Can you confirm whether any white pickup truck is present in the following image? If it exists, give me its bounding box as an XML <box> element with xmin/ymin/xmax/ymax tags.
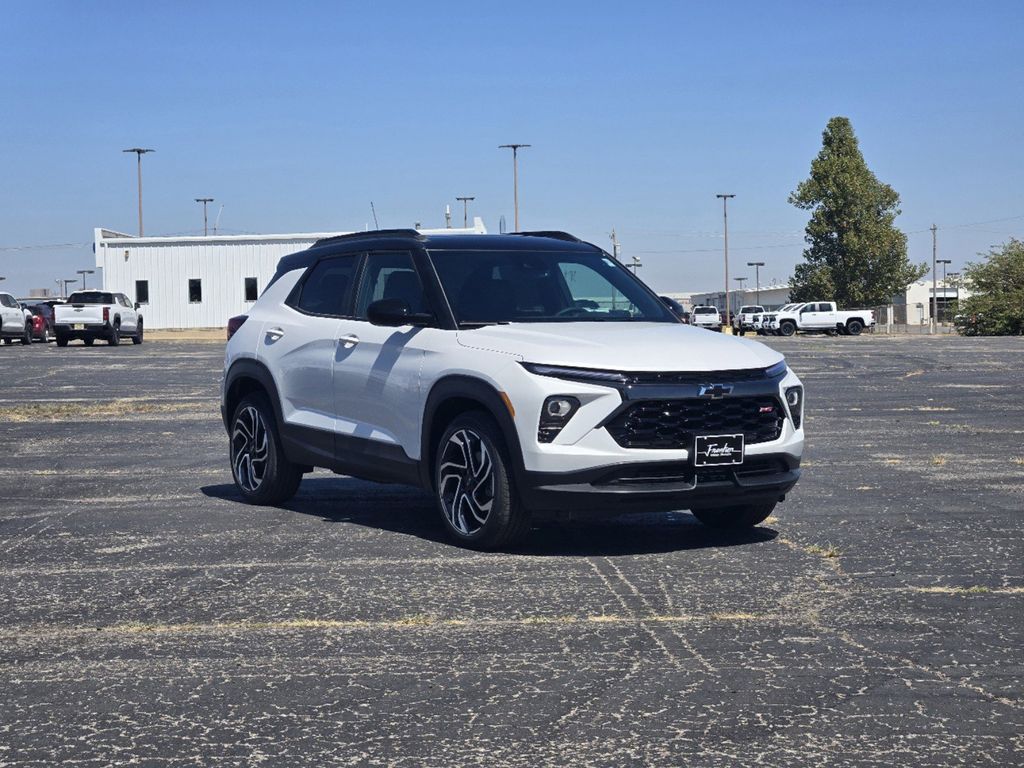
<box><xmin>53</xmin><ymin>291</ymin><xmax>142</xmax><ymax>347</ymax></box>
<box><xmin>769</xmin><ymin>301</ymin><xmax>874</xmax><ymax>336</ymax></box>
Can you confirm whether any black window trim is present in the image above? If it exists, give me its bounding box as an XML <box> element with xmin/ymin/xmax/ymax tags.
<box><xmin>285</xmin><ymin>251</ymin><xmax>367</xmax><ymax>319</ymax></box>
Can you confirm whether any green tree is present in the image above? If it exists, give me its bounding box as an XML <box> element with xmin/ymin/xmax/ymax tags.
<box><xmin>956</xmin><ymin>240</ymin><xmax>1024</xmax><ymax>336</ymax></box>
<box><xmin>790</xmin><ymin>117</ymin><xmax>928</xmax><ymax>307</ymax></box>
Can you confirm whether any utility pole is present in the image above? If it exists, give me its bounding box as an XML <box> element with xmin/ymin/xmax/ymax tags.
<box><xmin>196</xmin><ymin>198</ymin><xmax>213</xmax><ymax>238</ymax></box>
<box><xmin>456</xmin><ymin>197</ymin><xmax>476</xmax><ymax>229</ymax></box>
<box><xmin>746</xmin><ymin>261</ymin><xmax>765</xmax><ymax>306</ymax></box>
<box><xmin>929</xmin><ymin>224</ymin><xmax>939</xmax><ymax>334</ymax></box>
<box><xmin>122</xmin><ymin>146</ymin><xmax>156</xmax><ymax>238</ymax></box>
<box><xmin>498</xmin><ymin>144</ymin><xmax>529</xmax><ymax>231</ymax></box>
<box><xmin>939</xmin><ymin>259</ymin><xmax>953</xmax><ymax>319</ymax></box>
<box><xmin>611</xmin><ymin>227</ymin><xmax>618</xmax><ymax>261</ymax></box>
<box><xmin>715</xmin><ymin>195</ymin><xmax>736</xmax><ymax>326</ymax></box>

★ ★ ★ ★ ★ ★ ★

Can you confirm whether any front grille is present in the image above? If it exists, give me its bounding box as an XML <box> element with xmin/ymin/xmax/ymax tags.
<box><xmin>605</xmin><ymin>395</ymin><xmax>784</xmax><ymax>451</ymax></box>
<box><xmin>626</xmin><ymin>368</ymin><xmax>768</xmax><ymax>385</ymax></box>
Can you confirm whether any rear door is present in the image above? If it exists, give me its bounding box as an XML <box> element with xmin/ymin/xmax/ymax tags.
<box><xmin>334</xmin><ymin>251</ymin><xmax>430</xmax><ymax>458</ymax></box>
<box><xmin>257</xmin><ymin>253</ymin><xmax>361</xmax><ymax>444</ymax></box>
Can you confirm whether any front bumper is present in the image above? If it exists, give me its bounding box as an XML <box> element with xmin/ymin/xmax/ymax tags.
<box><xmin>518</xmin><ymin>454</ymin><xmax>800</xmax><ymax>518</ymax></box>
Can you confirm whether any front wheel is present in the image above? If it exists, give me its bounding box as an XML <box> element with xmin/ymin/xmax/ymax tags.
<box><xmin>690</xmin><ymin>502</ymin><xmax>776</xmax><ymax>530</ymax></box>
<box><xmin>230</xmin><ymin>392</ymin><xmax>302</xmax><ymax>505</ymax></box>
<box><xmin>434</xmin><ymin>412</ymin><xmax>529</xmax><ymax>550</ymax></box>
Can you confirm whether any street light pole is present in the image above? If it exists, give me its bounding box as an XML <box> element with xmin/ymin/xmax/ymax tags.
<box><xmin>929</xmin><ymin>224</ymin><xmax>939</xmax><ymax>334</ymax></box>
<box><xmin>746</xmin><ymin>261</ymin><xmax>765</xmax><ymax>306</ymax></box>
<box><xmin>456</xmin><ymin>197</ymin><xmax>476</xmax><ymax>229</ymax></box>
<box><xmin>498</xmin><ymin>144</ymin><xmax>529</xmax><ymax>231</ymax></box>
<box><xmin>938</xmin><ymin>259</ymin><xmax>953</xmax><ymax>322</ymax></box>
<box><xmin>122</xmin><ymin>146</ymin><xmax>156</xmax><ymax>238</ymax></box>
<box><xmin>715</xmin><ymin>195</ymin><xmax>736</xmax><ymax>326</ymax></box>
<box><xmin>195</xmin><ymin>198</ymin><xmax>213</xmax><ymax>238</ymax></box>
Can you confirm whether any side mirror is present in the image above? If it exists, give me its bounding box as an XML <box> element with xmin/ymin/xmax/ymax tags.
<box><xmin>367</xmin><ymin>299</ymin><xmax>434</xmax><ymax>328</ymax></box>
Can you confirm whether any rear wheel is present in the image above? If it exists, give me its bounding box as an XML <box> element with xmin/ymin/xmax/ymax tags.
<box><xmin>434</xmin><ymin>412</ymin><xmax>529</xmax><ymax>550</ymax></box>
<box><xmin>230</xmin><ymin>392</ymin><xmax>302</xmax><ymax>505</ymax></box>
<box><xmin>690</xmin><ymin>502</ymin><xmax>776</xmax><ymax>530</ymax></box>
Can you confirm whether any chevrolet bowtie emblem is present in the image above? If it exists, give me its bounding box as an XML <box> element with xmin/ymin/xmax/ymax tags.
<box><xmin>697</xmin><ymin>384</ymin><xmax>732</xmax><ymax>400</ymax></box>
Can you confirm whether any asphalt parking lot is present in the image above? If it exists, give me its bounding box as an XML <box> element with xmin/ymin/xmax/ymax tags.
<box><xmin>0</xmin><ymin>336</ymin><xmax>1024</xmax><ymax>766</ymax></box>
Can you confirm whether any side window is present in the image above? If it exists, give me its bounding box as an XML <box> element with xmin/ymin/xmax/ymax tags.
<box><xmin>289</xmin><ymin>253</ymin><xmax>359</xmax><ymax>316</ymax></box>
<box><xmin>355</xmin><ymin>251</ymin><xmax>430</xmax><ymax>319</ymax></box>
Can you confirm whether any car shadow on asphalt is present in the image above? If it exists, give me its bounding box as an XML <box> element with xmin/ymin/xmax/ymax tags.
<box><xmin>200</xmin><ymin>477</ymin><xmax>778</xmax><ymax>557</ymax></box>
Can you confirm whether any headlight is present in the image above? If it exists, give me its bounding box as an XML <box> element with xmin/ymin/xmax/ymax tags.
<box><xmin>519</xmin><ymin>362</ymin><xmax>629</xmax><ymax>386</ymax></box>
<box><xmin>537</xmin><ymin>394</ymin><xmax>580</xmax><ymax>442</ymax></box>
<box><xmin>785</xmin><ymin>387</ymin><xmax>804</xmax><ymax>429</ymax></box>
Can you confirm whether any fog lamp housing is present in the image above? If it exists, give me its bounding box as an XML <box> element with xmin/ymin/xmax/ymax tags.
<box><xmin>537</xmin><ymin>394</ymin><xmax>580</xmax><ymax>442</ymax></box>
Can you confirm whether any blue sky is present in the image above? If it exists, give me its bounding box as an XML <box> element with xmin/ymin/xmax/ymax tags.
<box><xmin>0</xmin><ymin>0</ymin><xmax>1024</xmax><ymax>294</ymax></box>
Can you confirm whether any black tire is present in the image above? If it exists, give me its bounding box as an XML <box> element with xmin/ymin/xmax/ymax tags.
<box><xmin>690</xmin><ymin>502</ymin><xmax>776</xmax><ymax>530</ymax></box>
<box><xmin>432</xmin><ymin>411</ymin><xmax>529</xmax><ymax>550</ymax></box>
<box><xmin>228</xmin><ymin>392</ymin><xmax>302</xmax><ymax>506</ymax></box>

★ ★ ★ ★ ★ ★ ★

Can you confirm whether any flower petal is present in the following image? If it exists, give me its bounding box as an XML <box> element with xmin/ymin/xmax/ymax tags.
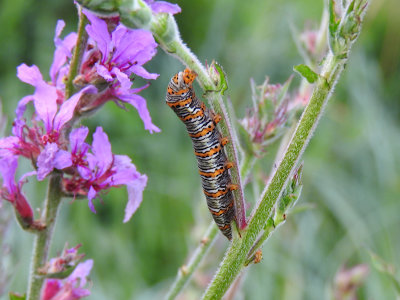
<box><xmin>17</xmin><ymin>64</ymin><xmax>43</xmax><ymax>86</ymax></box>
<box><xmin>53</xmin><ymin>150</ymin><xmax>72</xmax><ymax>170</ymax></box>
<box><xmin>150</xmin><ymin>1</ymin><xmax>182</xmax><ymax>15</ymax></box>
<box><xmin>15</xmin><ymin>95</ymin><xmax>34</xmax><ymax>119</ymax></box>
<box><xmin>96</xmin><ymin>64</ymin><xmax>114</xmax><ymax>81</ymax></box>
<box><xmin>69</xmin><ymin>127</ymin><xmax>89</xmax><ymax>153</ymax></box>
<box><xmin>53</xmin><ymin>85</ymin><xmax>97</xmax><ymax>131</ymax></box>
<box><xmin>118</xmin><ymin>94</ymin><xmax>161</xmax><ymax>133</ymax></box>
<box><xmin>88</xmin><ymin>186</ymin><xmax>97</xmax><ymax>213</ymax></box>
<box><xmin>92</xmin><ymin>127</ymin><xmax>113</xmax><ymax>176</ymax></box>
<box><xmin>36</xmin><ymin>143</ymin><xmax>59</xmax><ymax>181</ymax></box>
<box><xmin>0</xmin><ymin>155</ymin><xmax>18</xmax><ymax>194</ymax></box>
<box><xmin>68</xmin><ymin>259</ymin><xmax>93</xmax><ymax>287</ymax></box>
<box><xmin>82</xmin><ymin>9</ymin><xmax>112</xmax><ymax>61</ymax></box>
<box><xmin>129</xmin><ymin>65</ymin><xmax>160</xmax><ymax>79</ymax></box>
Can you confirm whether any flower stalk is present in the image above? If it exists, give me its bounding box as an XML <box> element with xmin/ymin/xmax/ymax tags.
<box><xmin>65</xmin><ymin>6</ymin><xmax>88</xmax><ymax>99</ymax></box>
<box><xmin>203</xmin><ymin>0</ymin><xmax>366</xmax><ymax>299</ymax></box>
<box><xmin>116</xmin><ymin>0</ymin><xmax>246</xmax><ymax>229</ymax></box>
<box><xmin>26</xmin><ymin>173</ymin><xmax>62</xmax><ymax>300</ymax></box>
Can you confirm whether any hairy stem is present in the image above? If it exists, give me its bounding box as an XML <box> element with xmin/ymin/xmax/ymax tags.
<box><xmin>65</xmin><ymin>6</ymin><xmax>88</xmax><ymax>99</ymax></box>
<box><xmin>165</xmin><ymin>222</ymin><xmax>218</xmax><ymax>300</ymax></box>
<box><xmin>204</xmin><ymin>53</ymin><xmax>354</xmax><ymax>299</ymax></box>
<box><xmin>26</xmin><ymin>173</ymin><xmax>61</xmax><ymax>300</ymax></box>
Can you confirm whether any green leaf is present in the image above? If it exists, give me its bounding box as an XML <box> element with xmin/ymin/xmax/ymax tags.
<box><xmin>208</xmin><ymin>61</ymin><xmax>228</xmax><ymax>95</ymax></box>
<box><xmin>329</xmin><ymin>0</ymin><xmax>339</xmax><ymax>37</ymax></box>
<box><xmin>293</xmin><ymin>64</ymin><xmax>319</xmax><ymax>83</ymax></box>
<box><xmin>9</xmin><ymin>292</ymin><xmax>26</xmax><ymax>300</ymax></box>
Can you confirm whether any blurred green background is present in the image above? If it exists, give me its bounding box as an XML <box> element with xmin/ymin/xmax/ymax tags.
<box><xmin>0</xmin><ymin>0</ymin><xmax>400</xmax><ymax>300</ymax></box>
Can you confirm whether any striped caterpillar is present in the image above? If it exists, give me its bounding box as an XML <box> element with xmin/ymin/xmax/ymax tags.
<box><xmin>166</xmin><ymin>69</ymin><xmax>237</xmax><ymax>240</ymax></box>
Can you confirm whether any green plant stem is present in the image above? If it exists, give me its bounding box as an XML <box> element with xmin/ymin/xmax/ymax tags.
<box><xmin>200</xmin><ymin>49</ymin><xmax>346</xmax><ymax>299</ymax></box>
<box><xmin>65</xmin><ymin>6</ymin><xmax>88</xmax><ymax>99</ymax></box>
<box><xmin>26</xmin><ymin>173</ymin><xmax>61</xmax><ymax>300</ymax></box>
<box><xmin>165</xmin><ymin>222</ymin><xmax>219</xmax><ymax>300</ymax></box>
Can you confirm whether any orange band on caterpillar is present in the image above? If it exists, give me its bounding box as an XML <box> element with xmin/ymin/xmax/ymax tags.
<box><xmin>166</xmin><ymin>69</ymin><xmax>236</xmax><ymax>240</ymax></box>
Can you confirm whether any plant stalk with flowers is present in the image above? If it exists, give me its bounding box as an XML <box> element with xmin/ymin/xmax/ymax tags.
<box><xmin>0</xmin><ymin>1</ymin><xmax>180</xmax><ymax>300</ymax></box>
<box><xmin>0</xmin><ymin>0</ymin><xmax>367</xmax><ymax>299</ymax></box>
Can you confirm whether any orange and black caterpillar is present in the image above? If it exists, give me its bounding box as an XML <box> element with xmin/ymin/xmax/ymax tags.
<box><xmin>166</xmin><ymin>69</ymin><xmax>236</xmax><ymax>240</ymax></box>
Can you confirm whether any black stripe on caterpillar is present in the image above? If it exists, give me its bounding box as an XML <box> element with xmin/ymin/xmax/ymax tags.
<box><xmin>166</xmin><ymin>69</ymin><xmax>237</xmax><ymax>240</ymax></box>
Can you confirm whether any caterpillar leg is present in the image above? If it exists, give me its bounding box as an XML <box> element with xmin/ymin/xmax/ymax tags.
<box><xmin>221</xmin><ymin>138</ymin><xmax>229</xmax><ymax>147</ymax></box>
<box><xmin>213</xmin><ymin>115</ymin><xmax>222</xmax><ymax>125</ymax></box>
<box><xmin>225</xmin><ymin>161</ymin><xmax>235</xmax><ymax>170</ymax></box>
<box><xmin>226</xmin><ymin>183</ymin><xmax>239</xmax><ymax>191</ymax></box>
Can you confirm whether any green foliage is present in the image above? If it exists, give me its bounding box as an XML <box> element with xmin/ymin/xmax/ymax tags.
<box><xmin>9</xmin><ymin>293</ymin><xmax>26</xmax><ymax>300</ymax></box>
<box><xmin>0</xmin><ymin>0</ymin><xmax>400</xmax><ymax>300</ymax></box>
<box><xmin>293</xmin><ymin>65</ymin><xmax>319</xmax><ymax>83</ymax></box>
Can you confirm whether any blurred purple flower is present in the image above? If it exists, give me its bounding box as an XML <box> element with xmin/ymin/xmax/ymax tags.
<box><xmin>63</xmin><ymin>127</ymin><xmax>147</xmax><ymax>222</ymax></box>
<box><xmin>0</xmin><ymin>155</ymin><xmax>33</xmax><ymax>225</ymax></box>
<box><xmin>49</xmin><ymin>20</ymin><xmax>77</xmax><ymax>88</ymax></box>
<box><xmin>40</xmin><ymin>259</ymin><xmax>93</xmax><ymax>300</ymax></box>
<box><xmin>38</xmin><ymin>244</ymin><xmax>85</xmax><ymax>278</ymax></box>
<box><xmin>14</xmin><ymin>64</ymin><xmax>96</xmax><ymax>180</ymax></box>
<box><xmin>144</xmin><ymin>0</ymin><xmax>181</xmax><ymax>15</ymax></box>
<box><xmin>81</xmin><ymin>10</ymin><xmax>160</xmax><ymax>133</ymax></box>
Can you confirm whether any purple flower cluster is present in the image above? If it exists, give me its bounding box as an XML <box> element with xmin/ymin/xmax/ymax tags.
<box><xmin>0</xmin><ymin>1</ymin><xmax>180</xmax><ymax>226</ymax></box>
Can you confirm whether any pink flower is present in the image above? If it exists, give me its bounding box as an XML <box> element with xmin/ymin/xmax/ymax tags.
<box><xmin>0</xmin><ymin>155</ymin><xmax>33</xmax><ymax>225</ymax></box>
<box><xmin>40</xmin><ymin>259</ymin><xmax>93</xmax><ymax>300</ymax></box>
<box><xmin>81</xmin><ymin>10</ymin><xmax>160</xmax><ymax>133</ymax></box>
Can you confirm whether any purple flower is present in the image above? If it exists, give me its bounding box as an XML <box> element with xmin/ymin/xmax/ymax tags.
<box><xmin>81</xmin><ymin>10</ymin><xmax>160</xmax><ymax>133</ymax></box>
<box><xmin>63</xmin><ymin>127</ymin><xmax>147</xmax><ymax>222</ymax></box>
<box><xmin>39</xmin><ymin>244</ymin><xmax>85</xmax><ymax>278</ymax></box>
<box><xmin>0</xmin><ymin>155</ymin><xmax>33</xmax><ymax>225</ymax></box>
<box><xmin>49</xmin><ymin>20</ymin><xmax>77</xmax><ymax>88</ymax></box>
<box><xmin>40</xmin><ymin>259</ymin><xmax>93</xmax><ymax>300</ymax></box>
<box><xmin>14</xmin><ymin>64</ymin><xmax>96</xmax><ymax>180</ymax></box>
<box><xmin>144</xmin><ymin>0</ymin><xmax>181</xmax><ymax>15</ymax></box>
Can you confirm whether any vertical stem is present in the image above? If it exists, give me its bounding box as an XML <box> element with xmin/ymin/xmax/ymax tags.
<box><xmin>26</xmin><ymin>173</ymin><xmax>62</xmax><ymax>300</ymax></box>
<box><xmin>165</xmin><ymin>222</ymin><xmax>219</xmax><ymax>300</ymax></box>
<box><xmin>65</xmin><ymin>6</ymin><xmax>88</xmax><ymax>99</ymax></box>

★ ★ ★ ★ ★ ★ ★

• Problem statement
Show each row above that contains the word "wheel", copied in full.

• Solution
Can you confirm whether any front wheel is present in the image above? If it exists, give me its bounding box as an XML <box> element with xmin/ymin/xmax/ymax tags.
Can you confirm whether any rear wheel is present in the image above? If it exists, give me its bounding box as an XML <box> element with xmin/ymin/xmax/ymax tags.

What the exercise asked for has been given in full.